Exercise directions -
Copy the rows word for word from the start through the line containing "26L6 32L8 33L8", including both ends. Leave the pictures out of your copy.

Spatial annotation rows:
__________
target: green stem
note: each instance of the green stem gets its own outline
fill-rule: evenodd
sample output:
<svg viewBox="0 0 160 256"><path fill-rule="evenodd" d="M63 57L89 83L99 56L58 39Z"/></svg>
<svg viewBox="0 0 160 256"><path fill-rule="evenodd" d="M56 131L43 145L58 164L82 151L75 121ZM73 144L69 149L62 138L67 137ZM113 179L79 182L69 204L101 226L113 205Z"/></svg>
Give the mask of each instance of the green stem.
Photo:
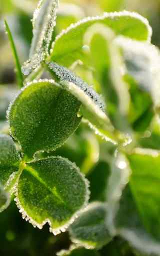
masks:
<svg viewBox="0 0 160 256"><path fill-rule="evenodd" d="M6 26L6 32L8 33L8 39L10 42L10 47L12 51L13 55L15 59L15 63L16 68L16 77L18 86L22 88L24 86L24 77L21 71L21 66L19 61L19 58L17 54L16 46L14 41L9 26L6 21L4 20L4 24Z"/></svg>

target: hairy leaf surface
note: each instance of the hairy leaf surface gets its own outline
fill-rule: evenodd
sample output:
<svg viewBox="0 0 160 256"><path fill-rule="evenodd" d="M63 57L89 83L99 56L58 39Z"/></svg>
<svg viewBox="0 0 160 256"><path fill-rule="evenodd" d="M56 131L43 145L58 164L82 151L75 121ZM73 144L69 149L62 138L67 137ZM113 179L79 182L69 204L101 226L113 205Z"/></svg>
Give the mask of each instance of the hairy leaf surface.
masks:
<svg viewBox="0 0 160 256"><path fill-rule="evenodd" d="M80 124L80 102L53 80L30 84L10 105L8 113L12 136L32 158L38 151L60 146Z"/></svg>
<svg viewBox="0 0 160 256"><path fill-rule="evenodd" d="M88 183L66 159L50 157L28 163L18 182L16 201L22 216L54 234L64 231L88 203Z"/></svg>
<svg viewBox="0 0 160 256"><path fill-rule="evenodd" d="M152 29L148 21L139 15L126 11L106 13L82 20L60 34L52 45L52 60L68 67L78 59L87 61L83 38L87 29L96 23L108 26L116 35L140 41L150 40Z"/></svg>
<svg viewBox="0 0 160 256"><path fill-rule="evenodd" d="M107 227L142 253L159 255L159 153L137 149L122 156L109 180Z"/></svg>
<svg viewBox="0 0 160 256"><path fill-rule="evenodd" d="M85 249L82 247L71 246L68 250L62 250L57 253L57 256L100 256L96 250Z"/></svg>
<svg viewBox="0 0 160 256"><path fill-rule="evenodd" d="M0 135L0 181L5 188L12 186L20 161L20 155L11 137Z"/></svg>
<svg viewBox="0 0 160 256"><path fill-rule="evenodd" d="M10 203L10 196L0 185L0 212L2 212L8 206Z"/></svg>
<svg viewBox="0 0 160 256"><path fill-rule="evenodd" d="M104 103L100 96L87 83L76 76L69 69L50 62L50 70L60 79L60 83L66 89L76 97L82 103L82 115L96 129L104 131L106 140L116 144L114 129L105 113Z"/></svg>
<svg viewBox="0 0 160 256"><path fill-rule="evenodd" d="M48 55L58 0L40 0L32 19L33 34L30 59L24 63L23 73L28 75L39 66Z"/></svg>
<svg viewBox="0 0 160 256"><path fill-rule="evenodd" d="M106 208L106 204L95 202L86 208L69 229L74 242L94 248L110 241L112 237L105 225Z"/></svg>

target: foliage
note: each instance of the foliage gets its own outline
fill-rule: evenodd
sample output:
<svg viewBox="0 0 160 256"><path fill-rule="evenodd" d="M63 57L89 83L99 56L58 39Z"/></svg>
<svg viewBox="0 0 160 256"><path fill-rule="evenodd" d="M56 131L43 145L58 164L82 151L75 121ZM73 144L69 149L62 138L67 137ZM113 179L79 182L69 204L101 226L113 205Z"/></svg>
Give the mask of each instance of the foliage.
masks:
<svg viewBox="0 0 160 256"><path fill-rule="evenodd" d="M158 256L160 53L152 28L136 13L84 18L68 5L78 21L58 4L38 4L22 66L5 21L20 89L8 125L0 99L0 211L14 198L34 227L48 223L54 255Z"/></svg>

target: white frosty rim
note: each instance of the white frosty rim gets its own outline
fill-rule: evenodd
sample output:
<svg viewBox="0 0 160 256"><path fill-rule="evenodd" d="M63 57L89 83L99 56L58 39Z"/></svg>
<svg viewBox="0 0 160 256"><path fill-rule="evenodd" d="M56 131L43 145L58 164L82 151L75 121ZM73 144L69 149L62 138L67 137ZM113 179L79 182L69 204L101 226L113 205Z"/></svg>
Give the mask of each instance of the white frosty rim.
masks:
<svg viewBox="0 0 160 256"><path fill-rule="evenodd" d="M52 50L53 50L56 41L60 39L64 35L67 34L68 32L72 30L72 29L74 29L80 26L81 24L86 23L86 22L90 21L98 21L103 20L107 18L110 18L110 19L114 19L116 17L126 17L128 16L131 18L137 19L140 21L142 21L144 24L148 31L148 42L150 42L151 38L152 36L152 29L150 25L148 20L142 16L140 14L136 12L130 12L127 11L124 11L122 12L115 12L114 13L104 13L102 16L96 16L96 17L88 17L83 19L82 20L78 21L75 24L71 24L66 29L62 30L61 33L58 35L56 38L55 41L52 43ZM52 52L50 53L52 54Z"/></svg>
<svg viewBox="0 0 160 256"><path fill-rule="evenodd" d="M64 159L64 158L62 158L60 156L55 156L55 157L49 157L46 158L62 158ZM40 159L40 161L42 159ZM72 163L70 161L69 161L68 159L65 158L65 160L68 161L70 163ZM37 162L38 160L33 160L30 163L33 163L35 162ZM60 226L58 228L52 228L51 221L50 219L50 218L48 218L44 220L41 223L38 223L36 221L34 220L34 219L30 217L28 213L26 212L24 207L22 206L22 204L18 199L18 186L16 187L15 195L16 198L14 198L14 201L16 202L16 204L20 209L19 211L22 213L22 217L23 219L25 219L26 221L28 221L30 223L32 224L34 227L38 227L40 229L42 229L43 227L43 226L45 225L46 223L48 223L50 227L50 231L54 235L56 235L57 234L60 234L61 232L65 232L66 229L68 228L68 226L72 224L74 220L78 217L80 213L84 211L84 209L86 207L86 206L88 204L88 200L90 199L90 191L89 190L90 187L90 182L86 179L84 175L80 172L79 168L76 165L76 164L72 163L74 165L74 167L76 169L76 171L80 175L80 176L82 178L82 180L84 181L86 185L86 194L84 199L84 202L83 205L71 217L70 219L66 221L66 223L64 225L62 225L62 226Z"/></svg>

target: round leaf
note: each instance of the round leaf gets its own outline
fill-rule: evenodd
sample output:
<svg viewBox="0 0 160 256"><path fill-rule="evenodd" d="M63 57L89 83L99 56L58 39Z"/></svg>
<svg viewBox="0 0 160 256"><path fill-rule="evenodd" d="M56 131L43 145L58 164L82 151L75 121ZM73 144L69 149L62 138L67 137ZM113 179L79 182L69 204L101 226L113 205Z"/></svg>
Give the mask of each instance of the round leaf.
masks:
<svg viewBox="0 0 160 256"><path fill-rule="evenodd" d="M32 158L38 151L54 150L76 130L80 103L52 80L30 84L8 111L12 135Z"/></svg>
<svg viewBox="0 0 160 256"><path fill-rule="evenodd" d="M16 172L18 170L20 161L12 139L0 135L0 181L5 188L11 185Z"/></svg>
<svg viewBox="0 0 160 256"><path fill-rule="evenodd" d="M17 188L22 216L42 228L46 222L54 234L64 231L88 203L88 183L66 159L51 157L27 164Z"/></svg>
<svg viewBox="0 0 160 256"><path fill-rule="evenodd" d="M102 203L93 203L70 226L70 233L74 242L86 248L100 248L112 237L106 227L106 207Z"/></svg>

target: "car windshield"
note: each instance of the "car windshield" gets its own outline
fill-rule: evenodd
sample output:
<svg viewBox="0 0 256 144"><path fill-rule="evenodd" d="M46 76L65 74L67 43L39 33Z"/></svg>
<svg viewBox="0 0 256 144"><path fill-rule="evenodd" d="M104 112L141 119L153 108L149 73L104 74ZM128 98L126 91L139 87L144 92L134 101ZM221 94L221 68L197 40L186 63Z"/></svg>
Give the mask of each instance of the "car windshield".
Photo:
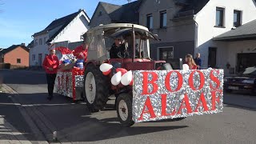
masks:
<svg viewBox="0 0 256 144"><path fill-rule="evenodd" d="M247 67L242 74L249 75L256 75L256 66Z"/></svg>

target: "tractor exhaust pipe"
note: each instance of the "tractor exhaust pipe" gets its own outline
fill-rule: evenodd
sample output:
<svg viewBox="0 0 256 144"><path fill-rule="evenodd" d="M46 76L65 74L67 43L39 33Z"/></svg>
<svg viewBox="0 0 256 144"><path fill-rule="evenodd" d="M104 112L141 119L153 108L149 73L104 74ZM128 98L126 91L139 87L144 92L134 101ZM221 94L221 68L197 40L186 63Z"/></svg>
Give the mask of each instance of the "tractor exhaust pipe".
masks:
<svg viewBox="0 0 256 144"><path fill-rule="evenodd" d="M132 30L133 30L133 58L132 62L134 62L135 58L135 31L134 31L134 26L132 25Z"/></svg>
__________
Solved exercise -
target: green stem
note: each instance of the green stem gets its own outline
fill-rule: evenodd
sample output:
<svg viewBox="0 0 160 256"><path fill-rule="evenodd" d="M63 57L89 83L99 56L58 39Z"/></svg>
<svg viewBox="0 0 160 256"><path fill-rule="evenodd" d="M56 131L43 145L58 164L82 151L75 121ZM73 144L69 149L62 138L67 137ZM113 179L79 182L69 204L101 226L113 205Z"/></svg>
Give the mask of each instance of the green stem.
Photo:
masks:
<svg viewBox="0 0 160 256"><path fill-rule="evenodd" d="M6 26L6 32L8 33L8 39L10 42L10 47L12 51L13 55L15 59L15 63L16 68L16 77L18 86L22 88L24 86L24 77L21 71L21 66L19 61L19 58L17 54L16 46L14 41L9 26L6 21L4 20L4 24Z"/></svg>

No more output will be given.